───── Material provided ─────

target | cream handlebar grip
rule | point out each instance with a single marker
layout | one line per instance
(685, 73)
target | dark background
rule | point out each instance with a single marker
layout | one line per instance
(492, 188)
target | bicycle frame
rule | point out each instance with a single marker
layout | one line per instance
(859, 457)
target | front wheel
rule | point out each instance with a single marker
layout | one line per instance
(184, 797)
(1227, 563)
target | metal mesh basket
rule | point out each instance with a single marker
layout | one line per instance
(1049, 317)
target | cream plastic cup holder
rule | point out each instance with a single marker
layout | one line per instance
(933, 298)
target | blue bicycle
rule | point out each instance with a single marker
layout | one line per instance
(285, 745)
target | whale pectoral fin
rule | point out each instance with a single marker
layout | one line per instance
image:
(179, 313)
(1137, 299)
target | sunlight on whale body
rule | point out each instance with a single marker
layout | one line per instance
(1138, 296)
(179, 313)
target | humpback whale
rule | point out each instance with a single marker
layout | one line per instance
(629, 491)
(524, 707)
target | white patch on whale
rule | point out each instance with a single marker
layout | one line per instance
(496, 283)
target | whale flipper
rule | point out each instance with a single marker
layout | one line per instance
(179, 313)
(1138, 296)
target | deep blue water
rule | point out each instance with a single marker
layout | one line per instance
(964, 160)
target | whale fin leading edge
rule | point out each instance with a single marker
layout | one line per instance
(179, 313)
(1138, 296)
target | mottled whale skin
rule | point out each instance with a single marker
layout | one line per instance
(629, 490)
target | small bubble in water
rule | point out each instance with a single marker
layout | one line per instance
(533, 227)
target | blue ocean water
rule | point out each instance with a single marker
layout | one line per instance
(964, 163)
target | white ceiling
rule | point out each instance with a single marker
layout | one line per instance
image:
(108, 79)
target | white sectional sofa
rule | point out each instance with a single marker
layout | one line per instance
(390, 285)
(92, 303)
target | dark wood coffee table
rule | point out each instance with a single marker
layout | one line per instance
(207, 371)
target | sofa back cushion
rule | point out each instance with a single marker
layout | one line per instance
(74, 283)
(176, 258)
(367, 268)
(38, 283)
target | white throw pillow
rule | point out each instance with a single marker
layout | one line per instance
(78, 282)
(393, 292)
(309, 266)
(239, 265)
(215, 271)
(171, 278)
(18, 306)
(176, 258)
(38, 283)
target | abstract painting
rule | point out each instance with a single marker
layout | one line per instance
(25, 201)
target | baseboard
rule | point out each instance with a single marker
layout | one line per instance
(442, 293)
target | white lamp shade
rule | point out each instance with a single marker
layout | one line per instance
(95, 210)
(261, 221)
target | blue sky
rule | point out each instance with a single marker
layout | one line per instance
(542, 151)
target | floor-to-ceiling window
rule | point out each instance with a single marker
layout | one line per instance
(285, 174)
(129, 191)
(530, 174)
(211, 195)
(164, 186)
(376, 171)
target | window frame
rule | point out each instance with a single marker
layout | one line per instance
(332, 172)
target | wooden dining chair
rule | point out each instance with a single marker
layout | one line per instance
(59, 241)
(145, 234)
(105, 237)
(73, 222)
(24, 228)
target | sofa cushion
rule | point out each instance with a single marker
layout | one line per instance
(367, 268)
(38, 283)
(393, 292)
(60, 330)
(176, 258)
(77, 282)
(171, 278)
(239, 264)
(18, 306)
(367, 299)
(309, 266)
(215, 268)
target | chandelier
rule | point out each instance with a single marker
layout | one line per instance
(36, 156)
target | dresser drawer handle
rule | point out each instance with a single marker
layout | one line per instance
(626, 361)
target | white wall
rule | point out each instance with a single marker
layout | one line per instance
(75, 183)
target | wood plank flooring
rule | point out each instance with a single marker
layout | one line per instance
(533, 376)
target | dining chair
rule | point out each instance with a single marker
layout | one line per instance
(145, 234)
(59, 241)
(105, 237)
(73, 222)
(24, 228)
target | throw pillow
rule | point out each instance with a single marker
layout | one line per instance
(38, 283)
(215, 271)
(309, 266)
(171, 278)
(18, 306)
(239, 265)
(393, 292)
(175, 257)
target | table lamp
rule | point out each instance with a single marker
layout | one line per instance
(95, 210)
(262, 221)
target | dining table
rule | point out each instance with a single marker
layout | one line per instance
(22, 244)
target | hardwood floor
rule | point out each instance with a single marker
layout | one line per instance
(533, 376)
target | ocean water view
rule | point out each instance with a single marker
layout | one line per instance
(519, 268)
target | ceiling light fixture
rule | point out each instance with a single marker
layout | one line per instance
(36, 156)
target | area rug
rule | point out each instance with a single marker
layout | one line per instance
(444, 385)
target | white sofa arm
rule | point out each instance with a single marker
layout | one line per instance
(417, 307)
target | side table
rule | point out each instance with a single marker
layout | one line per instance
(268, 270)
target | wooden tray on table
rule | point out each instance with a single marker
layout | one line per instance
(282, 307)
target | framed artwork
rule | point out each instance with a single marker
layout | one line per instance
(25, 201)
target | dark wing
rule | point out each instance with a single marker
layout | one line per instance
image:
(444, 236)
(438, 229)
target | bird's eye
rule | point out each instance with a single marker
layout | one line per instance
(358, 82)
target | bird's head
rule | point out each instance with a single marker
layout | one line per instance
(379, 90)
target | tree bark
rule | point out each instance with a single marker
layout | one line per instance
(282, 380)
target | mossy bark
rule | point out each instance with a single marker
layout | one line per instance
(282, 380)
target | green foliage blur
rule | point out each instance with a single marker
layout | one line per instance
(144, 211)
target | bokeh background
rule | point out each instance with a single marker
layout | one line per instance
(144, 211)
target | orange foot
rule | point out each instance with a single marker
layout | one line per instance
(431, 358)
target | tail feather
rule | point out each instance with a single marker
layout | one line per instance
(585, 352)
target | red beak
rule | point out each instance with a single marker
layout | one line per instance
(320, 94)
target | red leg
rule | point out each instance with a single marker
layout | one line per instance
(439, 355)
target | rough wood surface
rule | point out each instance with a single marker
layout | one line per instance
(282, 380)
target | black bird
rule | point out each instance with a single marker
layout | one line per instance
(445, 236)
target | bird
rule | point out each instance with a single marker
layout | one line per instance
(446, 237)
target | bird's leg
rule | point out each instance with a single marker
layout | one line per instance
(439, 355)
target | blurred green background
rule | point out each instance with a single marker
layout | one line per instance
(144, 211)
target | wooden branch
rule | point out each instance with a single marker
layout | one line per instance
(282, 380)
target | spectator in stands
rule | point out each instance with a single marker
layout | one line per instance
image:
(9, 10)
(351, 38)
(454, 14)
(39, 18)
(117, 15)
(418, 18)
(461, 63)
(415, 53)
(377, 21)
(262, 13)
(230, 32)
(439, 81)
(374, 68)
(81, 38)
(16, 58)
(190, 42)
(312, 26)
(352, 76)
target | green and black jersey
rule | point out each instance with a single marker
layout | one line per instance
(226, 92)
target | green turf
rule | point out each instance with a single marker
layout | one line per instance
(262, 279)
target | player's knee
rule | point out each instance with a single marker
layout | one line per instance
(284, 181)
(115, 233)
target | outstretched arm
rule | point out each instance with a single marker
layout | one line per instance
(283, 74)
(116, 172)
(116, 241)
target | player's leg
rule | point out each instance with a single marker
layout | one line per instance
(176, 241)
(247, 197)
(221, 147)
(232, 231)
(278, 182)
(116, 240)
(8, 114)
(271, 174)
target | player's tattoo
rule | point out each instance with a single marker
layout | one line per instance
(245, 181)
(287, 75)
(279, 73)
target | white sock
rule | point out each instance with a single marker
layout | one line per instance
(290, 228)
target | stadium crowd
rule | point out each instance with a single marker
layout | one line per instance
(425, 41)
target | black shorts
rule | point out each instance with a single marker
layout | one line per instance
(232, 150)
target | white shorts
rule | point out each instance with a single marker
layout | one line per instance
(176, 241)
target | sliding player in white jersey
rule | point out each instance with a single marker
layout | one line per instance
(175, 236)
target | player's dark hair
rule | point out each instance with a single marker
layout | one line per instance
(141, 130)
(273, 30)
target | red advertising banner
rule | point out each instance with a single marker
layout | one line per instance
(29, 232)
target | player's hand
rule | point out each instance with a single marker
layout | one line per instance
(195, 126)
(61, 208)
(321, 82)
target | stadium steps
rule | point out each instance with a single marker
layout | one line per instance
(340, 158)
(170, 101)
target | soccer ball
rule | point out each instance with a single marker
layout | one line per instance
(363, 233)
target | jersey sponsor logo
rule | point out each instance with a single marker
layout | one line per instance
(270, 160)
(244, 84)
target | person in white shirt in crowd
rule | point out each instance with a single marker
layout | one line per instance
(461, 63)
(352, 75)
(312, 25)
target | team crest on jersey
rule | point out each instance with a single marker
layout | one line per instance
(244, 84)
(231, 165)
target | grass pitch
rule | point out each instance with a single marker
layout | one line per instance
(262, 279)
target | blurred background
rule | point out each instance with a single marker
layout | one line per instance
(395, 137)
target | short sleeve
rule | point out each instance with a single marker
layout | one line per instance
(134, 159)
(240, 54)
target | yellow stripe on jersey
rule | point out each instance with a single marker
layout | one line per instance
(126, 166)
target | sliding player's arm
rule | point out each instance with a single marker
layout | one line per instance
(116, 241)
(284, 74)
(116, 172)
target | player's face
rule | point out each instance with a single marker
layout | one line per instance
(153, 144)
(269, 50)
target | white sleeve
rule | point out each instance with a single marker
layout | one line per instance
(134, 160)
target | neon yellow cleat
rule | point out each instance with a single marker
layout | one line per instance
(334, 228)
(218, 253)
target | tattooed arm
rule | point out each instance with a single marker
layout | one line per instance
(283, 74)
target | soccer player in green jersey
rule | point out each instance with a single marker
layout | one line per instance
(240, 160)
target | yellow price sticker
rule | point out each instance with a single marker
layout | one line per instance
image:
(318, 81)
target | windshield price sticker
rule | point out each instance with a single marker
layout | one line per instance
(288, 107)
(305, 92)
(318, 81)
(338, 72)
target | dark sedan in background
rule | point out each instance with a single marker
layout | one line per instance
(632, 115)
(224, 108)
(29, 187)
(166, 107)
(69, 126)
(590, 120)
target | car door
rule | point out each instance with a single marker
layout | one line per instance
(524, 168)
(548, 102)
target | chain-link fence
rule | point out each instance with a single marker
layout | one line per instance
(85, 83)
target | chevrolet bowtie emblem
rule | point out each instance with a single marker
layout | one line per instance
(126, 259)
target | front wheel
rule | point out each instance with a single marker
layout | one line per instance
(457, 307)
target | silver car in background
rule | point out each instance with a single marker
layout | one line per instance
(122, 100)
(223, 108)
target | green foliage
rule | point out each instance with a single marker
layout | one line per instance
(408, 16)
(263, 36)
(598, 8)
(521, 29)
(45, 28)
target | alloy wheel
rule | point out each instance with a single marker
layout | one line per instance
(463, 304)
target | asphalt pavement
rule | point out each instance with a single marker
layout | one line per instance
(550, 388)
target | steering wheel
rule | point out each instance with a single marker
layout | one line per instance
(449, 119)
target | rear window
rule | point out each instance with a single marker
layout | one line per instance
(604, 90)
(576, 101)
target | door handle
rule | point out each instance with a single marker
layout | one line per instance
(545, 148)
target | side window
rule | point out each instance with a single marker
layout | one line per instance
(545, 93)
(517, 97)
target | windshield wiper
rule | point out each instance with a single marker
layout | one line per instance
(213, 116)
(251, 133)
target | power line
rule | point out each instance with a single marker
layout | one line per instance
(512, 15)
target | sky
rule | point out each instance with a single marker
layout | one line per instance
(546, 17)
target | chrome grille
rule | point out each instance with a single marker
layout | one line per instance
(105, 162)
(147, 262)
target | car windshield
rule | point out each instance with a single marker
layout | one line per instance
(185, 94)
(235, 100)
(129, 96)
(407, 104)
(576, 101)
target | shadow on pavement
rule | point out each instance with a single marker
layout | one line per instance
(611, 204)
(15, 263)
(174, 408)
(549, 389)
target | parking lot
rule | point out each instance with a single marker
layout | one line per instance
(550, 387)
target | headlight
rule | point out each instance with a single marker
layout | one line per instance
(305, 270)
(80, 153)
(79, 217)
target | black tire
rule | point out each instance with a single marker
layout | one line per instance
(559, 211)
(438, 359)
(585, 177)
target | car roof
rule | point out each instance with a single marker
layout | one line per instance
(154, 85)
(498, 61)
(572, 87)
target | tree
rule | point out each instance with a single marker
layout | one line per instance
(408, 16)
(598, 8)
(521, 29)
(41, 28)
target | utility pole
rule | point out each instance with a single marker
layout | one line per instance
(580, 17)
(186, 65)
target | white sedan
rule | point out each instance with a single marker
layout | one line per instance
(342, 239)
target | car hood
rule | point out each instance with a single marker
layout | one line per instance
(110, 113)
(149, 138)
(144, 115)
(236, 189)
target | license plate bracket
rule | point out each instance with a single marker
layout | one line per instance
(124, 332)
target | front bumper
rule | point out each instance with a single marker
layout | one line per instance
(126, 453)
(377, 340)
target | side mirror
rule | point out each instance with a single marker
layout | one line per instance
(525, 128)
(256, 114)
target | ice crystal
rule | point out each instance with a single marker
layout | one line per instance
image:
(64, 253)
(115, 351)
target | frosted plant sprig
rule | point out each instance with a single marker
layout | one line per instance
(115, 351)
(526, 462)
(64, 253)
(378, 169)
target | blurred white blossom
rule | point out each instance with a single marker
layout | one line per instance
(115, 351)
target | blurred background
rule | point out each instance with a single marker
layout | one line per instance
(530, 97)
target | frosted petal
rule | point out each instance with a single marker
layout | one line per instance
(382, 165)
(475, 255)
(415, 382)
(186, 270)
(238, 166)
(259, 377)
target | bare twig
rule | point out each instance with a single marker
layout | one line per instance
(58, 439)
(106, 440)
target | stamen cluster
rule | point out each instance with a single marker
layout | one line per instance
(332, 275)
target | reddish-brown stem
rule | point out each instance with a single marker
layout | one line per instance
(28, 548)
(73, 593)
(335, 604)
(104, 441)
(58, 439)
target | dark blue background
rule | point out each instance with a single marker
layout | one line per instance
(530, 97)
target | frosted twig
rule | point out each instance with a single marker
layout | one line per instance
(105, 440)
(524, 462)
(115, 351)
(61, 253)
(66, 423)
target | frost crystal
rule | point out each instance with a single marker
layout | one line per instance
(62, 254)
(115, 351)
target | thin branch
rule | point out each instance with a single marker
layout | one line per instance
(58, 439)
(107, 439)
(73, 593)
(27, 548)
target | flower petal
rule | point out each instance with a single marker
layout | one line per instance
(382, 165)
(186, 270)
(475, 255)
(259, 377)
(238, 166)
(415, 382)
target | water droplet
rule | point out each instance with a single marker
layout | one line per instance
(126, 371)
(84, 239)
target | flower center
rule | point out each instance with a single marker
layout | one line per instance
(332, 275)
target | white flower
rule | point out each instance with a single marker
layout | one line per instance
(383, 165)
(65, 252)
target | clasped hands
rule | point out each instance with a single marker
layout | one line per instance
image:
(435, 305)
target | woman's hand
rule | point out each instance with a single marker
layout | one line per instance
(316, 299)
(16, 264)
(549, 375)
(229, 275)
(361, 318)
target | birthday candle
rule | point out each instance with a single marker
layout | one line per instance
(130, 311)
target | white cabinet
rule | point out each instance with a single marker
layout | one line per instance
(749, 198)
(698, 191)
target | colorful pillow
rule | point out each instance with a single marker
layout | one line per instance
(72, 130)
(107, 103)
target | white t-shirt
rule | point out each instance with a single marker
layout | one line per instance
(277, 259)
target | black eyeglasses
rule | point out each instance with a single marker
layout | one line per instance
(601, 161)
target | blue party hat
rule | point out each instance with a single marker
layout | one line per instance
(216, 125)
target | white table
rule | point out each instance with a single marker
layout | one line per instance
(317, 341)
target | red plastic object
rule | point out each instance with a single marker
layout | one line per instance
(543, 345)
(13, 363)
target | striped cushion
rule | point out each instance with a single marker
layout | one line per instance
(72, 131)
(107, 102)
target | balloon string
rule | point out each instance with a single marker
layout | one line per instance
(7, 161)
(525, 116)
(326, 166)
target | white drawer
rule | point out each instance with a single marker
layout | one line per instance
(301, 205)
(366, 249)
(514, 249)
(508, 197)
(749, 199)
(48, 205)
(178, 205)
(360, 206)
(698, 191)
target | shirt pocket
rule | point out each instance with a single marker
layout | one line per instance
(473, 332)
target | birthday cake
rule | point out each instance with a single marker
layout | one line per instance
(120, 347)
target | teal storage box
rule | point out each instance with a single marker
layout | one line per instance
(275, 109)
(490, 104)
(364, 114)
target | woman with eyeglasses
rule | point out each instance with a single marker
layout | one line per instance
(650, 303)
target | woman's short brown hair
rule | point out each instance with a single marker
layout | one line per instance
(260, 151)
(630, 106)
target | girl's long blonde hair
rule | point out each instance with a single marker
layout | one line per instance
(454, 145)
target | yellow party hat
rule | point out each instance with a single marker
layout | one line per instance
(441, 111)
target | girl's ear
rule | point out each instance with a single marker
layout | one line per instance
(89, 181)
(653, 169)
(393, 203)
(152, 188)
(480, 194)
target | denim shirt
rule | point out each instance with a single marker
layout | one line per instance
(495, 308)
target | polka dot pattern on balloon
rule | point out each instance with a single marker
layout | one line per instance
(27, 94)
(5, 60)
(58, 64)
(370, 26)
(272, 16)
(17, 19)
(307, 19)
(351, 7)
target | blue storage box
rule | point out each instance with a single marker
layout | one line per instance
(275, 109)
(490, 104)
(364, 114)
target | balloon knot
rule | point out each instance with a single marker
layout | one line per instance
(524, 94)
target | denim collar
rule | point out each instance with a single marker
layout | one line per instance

─────

From the records above, copy each line that contains the word "eyeglasses".

→ **Result of this task**
target | black eyeglasses
target | woman with eyeglasses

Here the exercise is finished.